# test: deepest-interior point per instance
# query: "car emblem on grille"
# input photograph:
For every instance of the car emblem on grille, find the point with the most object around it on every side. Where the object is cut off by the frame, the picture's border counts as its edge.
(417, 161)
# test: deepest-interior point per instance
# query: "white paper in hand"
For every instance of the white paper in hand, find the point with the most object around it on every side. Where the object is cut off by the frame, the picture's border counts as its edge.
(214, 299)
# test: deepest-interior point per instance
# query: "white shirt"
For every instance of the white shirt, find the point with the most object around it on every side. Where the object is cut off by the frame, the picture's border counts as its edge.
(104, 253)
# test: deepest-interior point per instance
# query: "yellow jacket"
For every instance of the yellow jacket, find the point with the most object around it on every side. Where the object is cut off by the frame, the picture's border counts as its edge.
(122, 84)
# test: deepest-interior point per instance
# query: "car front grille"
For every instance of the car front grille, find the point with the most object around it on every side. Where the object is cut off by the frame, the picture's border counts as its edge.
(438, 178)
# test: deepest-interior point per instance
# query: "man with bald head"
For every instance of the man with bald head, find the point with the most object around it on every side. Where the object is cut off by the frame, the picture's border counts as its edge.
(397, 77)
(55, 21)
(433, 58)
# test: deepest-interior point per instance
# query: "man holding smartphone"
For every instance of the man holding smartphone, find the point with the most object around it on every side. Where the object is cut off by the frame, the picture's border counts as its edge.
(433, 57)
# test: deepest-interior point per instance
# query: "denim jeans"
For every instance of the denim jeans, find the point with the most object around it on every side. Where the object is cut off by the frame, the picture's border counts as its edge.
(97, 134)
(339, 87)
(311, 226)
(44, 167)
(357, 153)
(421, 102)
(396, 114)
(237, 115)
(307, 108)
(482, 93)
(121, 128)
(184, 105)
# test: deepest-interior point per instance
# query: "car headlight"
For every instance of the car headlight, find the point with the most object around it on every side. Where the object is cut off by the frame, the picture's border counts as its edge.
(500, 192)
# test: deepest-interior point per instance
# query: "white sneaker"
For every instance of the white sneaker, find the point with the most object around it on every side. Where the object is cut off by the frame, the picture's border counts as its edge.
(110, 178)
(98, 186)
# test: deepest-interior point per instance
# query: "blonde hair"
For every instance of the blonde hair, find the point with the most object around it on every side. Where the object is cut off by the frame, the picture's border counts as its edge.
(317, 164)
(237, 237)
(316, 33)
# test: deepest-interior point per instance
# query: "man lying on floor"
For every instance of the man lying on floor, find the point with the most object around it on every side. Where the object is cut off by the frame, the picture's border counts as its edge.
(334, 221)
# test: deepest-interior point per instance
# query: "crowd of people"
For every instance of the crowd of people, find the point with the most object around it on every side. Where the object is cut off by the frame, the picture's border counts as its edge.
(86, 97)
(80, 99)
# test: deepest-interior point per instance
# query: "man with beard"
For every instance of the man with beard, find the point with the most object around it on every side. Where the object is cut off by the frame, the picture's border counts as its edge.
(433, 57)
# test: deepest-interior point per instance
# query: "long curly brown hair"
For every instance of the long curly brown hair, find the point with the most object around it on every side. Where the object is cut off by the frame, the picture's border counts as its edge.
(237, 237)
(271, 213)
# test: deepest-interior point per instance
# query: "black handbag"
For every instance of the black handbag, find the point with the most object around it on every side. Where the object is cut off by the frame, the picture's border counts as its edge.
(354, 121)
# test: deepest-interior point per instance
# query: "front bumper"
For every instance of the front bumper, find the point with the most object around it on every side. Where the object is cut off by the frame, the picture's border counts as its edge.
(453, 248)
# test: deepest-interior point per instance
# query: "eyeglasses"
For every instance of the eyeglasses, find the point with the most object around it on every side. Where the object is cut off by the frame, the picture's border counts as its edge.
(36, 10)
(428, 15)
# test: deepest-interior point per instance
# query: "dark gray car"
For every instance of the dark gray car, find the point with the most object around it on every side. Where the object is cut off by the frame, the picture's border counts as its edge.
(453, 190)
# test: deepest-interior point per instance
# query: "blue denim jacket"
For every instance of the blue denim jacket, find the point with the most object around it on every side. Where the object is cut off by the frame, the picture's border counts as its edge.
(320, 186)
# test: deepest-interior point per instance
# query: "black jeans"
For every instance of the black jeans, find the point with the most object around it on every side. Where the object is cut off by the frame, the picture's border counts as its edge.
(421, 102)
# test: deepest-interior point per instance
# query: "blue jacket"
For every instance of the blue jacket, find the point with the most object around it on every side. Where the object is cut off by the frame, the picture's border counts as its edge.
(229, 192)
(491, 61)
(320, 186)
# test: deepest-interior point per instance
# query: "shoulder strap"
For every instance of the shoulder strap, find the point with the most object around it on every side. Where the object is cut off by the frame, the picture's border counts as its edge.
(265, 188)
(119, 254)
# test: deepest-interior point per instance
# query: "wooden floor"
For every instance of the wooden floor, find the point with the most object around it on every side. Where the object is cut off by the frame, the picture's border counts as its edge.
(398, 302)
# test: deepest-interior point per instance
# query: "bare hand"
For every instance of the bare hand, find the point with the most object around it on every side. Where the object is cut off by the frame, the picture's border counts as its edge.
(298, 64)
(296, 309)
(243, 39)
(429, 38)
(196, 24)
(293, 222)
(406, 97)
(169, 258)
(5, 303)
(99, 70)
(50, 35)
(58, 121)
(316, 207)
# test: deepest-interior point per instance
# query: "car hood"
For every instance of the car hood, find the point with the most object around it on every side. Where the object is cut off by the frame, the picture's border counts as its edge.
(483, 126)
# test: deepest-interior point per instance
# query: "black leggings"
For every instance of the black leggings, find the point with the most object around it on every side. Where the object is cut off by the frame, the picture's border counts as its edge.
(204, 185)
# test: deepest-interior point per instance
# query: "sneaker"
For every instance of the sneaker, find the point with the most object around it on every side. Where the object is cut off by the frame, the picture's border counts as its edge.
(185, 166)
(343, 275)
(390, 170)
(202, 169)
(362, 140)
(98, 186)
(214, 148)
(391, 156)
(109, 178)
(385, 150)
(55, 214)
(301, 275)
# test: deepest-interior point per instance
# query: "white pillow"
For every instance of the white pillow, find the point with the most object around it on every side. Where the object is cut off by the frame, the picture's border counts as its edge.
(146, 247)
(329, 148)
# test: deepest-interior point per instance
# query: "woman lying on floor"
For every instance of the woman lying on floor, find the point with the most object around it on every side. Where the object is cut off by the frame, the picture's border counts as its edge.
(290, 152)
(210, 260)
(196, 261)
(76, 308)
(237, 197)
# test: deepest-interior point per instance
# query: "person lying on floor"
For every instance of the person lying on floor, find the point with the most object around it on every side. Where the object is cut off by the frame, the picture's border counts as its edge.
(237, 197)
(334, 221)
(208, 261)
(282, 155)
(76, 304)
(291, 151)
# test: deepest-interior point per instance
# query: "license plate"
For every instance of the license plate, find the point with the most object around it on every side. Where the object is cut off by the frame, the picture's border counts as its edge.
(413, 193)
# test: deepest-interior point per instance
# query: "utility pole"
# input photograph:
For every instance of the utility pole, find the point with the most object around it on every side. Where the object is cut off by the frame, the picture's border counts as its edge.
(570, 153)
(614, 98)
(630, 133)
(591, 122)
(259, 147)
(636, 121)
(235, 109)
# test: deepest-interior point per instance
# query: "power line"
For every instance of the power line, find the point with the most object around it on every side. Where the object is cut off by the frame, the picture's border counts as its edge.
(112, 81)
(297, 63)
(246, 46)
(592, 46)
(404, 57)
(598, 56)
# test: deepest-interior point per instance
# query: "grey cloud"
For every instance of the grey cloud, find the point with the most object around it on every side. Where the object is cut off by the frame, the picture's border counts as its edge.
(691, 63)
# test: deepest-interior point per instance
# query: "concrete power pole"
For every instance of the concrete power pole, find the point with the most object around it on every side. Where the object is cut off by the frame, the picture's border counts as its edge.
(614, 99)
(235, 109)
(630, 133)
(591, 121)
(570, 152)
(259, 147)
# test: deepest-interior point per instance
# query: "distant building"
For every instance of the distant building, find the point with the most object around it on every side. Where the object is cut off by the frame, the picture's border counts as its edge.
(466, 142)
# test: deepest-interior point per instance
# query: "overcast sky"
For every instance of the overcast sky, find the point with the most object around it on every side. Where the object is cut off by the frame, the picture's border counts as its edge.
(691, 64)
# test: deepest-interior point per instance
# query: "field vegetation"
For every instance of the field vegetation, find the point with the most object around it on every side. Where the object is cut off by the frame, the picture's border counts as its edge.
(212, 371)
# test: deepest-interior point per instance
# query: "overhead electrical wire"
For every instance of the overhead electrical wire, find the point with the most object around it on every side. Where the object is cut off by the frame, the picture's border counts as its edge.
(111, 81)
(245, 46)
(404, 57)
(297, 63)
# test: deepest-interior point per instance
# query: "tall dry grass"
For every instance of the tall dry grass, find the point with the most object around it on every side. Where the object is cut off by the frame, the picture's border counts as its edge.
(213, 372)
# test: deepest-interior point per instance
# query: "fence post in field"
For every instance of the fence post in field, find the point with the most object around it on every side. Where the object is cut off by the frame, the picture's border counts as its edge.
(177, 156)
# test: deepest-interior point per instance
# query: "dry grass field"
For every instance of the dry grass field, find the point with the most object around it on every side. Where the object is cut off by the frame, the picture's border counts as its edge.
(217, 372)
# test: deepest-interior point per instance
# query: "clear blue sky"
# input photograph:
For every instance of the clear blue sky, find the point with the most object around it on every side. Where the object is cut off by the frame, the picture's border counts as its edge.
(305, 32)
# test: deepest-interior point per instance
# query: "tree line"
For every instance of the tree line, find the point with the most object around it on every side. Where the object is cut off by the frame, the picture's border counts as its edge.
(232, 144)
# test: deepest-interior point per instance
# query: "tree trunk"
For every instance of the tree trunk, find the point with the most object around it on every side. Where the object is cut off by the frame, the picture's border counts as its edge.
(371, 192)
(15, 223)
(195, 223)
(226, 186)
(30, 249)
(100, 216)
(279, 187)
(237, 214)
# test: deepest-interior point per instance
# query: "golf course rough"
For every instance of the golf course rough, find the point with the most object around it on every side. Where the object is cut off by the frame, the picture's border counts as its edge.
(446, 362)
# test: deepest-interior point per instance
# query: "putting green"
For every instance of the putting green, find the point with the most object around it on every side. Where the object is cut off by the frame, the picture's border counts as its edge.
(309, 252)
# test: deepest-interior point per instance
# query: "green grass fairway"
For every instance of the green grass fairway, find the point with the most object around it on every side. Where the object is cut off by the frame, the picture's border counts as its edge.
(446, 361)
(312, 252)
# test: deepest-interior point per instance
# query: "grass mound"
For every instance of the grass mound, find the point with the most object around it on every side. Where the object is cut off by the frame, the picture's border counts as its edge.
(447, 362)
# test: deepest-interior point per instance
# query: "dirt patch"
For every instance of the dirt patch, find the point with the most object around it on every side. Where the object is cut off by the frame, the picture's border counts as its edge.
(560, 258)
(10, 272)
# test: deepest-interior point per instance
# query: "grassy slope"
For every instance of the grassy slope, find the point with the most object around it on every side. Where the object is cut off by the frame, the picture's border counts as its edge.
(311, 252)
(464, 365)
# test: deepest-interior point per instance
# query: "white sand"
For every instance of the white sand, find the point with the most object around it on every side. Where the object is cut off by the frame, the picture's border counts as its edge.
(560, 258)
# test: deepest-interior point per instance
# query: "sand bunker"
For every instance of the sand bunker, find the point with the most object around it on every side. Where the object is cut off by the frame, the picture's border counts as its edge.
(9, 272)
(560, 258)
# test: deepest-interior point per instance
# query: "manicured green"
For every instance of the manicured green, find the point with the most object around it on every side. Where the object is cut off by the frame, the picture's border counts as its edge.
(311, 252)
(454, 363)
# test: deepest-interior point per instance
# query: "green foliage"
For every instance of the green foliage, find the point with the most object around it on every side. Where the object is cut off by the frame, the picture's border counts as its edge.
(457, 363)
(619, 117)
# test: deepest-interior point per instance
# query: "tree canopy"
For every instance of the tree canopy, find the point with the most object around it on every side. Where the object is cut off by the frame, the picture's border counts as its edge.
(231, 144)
-------------------------
:: GIVEN INSTRUCTION ::
Which lines in the entries above contain the word "course", with case counting? Pull out every such line in full.

:: SOLUTION TO THIS EXERCISE ::
# query: "golf course rough"
For every instance of the golf course rough, find the point with the most object around it on every side. Where the object is cut off by the frame, the picture's border counts as its edge.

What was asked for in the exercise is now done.